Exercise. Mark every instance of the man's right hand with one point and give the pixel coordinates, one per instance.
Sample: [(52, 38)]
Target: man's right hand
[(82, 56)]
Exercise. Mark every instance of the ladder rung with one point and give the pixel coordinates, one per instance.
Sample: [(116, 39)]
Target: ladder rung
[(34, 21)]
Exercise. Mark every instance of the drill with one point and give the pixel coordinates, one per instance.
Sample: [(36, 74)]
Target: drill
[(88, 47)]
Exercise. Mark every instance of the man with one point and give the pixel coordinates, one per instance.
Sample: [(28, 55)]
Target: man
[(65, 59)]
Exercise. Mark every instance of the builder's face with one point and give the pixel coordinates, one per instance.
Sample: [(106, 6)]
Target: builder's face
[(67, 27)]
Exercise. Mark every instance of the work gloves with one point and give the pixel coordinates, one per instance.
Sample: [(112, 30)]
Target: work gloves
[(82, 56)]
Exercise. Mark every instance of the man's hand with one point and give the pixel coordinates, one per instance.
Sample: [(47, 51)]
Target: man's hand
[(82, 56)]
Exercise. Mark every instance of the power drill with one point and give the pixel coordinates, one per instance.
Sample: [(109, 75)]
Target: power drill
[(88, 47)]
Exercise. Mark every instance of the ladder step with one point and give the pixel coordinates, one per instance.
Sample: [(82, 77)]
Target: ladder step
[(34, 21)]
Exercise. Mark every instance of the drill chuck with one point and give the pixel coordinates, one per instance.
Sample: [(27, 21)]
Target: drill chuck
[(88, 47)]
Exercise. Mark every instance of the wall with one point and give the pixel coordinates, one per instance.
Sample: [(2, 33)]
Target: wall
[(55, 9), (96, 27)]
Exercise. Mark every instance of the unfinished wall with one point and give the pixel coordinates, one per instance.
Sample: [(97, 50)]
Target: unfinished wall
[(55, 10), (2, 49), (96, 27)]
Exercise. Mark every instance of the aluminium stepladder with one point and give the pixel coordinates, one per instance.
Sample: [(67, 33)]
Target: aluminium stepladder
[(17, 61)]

◆ Aim of the task ◆
Transcribe only the trailing portion of the entries above: the line that contains "Exercise. Mark every instance of the wall" and each line after it.

◆ Correct response ◆
Exercise. Mark every instance of the wall with one point and give the pixel coordinates, one per instance.
Sample: [(2, 33)]
Target: wall
[(55, 9), (96, 27)]
Exercise. Mark every instance of the unfinished wall with one point and give the pixel coordinates, one per instance.
Sample: [(97, 50)]
Target: unfinished wall
[(55, 10), (2, 49), (96, 27)]
Exercise. Mark every instance of the aluminium stepladder with one point and give the pixel coordinates, one per instance.
Sample: [(67, 33)]
Target: aluminium stepladder
[(17, 61)]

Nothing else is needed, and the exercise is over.